Segment Open

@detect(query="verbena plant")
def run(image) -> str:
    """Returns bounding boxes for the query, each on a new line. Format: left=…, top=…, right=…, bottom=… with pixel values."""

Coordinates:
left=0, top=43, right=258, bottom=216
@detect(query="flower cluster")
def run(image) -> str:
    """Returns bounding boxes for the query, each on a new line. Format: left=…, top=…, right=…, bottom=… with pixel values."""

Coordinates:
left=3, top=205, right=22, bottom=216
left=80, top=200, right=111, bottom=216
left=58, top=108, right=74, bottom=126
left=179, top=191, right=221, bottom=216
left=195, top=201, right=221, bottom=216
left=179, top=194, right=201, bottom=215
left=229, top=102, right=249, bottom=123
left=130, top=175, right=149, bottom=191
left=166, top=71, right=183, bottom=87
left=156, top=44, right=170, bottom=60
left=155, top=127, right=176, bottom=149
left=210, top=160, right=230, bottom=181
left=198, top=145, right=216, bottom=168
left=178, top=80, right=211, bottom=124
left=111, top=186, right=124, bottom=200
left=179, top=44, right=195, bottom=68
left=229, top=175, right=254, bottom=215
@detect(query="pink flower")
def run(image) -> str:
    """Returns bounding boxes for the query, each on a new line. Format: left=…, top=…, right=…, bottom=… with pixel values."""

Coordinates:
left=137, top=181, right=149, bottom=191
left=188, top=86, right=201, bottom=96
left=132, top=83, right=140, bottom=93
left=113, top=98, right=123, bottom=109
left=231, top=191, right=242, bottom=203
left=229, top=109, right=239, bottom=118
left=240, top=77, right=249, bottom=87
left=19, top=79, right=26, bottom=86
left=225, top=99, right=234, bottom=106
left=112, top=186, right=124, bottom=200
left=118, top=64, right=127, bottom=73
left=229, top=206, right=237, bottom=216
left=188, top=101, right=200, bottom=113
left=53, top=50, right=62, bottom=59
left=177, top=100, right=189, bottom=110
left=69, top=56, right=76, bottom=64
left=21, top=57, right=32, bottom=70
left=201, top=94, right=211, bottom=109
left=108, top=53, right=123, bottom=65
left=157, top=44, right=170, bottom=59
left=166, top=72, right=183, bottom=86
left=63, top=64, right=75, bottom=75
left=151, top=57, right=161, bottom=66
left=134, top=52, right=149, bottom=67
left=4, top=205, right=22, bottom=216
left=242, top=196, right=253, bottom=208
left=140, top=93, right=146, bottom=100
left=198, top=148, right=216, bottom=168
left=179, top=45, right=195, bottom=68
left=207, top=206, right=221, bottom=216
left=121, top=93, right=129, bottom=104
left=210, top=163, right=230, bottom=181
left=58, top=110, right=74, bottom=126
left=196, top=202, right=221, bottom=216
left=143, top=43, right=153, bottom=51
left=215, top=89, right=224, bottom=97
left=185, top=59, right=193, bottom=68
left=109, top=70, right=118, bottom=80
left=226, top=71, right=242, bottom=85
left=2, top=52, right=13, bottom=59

Segment Closed

Nothing may be left out. Copy each line of the listing exactly.

# [Finished task]
@detect(query="verbena plant")
def run(image) -> str:
    """Returns bounding boxes for the query, each on a new line. Format: left=…, top=…, right=…, bottom=… with pixel values."""

Coordinates:
left=0, top=43, right=258, bottom=216
@detect(query="flower cluster")
def run(image) -> str:
    """Returns bounding boxes for the query, each on a new line. Format: left=…, top=…, right=…, bottom=… with pixel values."""

Coordinates:
left=3, top=205, right=22, bottom=216
left=80, top=200, right=111, bottom=216
left=58, top=108, right=74, bottom=126
left=179, top=191, right=221, bottom=216
left=195, top=201, right=221, bottom=216
left=179, top=194, right=201, bottom=215
left=229, top=102, right=249, bottom=123
left=130, top=175, right=149, bottom=191
left=166, top=71, right=183, bottom=87
left=156, top=44, right=170, bottom=60
left=155, top=127, right=176, bottom=149
left=210, top=160, right=230, bottom=181
left=198, top=145, right=216, bottom=168
left=178, top=80, right=211, bottom=124
left=111, top=186, right=124, bottom=200
left=179, top=44, right=195, bottom=68
left=229, top=175, right=254, bottom=215
@detect(query="pink flower")
def run(image) -> str:
    """Returns bounding boxes for the query, each on a new line. Format: left=…, top=…, right=…, bottom=… with pixel values."""

Coordinates:
left=137, top=181, right=149, bottom=191
left=188, top=86, right=201, bottom=96
left=132, top=83, right=140, bottom=93
left=113, top=98, right=123, bottom=109
left=231, top=191, right=242, bottom=203
left=229, top=109, right=239, bottom=118
left=240, top=77, right=249, bottom=87
left=19, top=79, right=26, bottom=86
left=225, top=99, right=234, bottom=106
left=112, top=186, right=124, bottom=200
left=118, top=64, right=127, bottom=73
left=229, top=206, right=237, bottom=216
left=188, top=101, right=200, bottom=113
left=53, top=50, right=62, bottom=59
left=177, top=100, right=189, bottom=110
left=69, top=56, right=76, bottom=64
left=21, top=57, right=32, bottom=70
left=201, top=94, right=211, bottom=109
left=108, top=53, right=123, bottom=65
left=157, top=44, right=170, bottom=59
left=166, top=72, right=183, bottom=86
left=63, top=64, right=75, bottom=75
left=151, top=57, right=161, bottom=66
left=134, top=52, right=149, bottom=67
left=4, top=205, right=22, bottom=216
left=242, top=196, right=253, bottom=208
left=140, top=93, right=146, bottom=100
left=198, top=148, right=216, bottom=168
left=179, top=45, right=195, bottom=68
left=207, top=206, right=221, bottom=216
left=121, top=93, right=129, bottom=104
left=210, top=163, right=230, bottom=181
left=58, top=110, right=74, bottom=126
left=196, top=202, right=221, bottom=216
left=143, top=43, right=153, bottom=51
left=215, top=89, right=224, bottom=97
left=185, top=59, right=193, bottom=68
left=109, top=70, right=118, bottom=80
left=226, top=71, right=242, bottom=85
left=2, top=52, right=13, bottom=59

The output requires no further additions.